* _CHALLENGE 1_
In the abstract on women IT professionals in India, what name is given to the method the research adopted?
* _CHALLENGE 2_
Pick up the abstract on women IT professionals in India where it stops and keep writing it.

Sunrita Dhar-Bhattacharjee and Helen Richardson

The purpose of this paper is to investigate the situation of women working as information technology (IT) professionals in different regions of India within multi-national…

Abstract

Purpose

The purpose of this paper is to investigate the situation of women working as information technology (IT) professionals in different regions of India within multi-national enterprises (MNEs). The research is part of a cross-national study that compared gendered relations in the UK and Indian IT sectors. The complex roles that region, class and caste and gendered values and norms have in shaping women’s work and lives in India are discussed.

Design/methodology/approach

The cross-national research assumed common themes as part of a programme of in-depth interviewing and observations during site visits. The “safari method” was adopted with research conducted by a sole fieldworker with intimate knowledge of the languages and cultures of both India and the UK. The research considered intersectionality and difference and aimed to understand material structures and cultural meanings evident from the research process.

* _GIVEN RECORDS_
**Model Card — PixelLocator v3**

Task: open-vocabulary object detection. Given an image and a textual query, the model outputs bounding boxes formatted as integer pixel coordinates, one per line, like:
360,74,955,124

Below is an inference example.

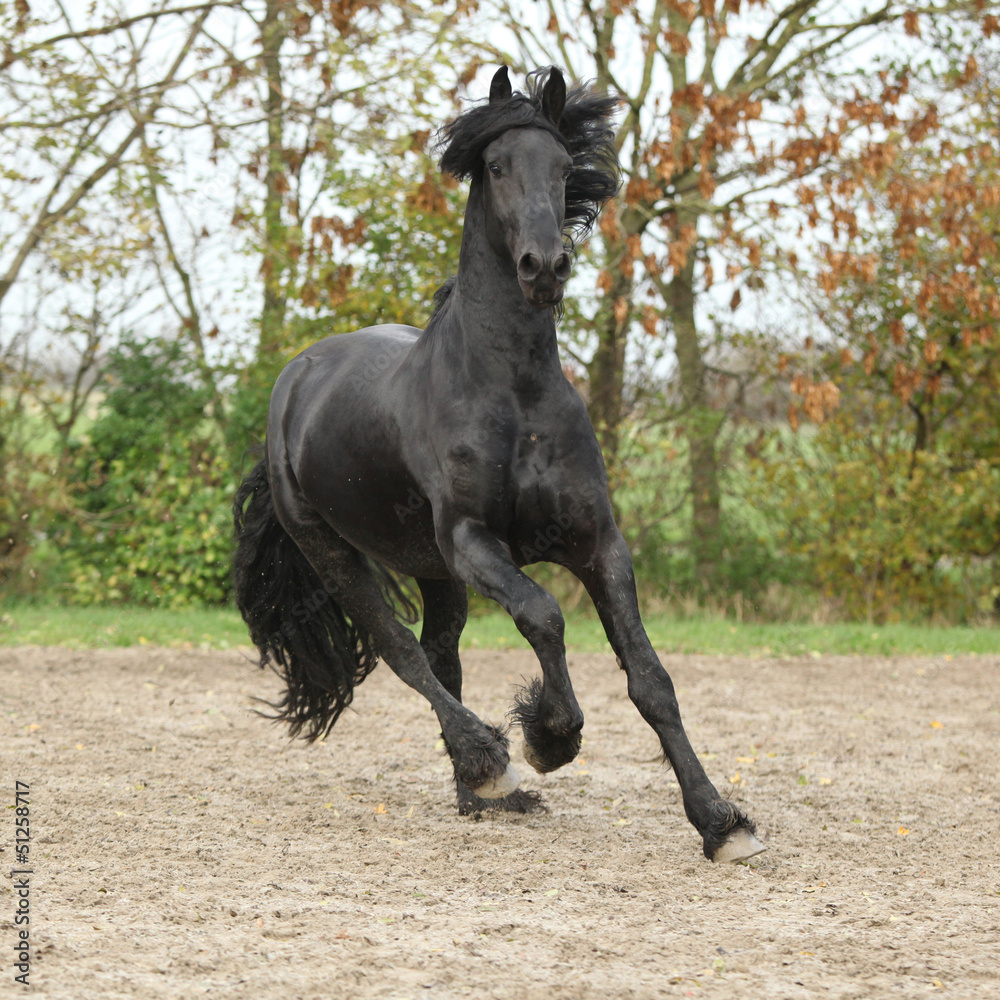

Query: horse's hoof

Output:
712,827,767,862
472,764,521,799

...

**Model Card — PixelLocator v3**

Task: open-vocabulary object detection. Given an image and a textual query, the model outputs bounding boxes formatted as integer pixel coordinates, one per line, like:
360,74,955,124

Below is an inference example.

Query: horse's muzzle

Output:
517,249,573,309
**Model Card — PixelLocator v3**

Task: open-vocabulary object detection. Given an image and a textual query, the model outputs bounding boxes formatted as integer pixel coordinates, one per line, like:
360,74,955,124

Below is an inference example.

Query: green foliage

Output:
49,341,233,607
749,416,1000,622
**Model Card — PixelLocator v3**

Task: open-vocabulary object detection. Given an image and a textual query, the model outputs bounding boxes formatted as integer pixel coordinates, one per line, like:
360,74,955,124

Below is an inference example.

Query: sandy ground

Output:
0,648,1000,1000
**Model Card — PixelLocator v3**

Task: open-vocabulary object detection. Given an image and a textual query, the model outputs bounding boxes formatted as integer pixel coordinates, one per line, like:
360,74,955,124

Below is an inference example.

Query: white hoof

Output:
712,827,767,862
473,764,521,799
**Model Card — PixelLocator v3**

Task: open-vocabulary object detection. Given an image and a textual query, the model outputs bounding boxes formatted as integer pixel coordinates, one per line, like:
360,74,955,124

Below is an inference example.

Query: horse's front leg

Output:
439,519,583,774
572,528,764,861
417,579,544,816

...

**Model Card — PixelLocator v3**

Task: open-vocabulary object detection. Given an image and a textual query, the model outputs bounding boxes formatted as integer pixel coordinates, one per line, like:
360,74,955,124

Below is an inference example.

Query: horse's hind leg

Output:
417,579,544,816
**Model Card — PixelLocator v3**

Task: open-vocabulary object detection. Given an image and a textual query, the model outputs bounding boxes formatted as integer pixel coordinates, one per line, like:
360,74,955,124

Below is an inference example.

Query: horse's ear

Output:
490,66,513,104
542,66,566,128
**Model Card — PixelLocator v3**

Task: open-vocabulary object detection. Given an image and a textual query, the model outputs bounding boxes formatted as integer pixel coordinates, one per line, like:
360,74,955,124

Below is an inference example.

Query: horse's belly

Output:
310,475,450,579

* _WRITTEN RESPONSE 1_
The "safari method."

* _WRITTEN RESPONSE 2_
Findings

There are significant differences in organisational culture even within MNEs sharing common legislative and policy environments. The IT sector in India offers opportunities for middle- and upper-class women professionals and the cultural – including identity – barriers to working in technical areas often experienced in western countries are not replicated in India. Nevertheless, this has not meant any significant improvements in gendered relations at work and in the Indian society. There are also particular influences of regional, class and caste differences manifested in IT workplaces, contributing to inequality.

Originality/value

This paper adds to the understanding of the situation of women in IT sector including within MNEs giving insights into the workings of global capitalist enterprises. The research offers appreciation of the complexity of social differences and whether opening up opportunities for women professionals in India can contribute to the inclusive growth or will maintain the current patterns of inequality.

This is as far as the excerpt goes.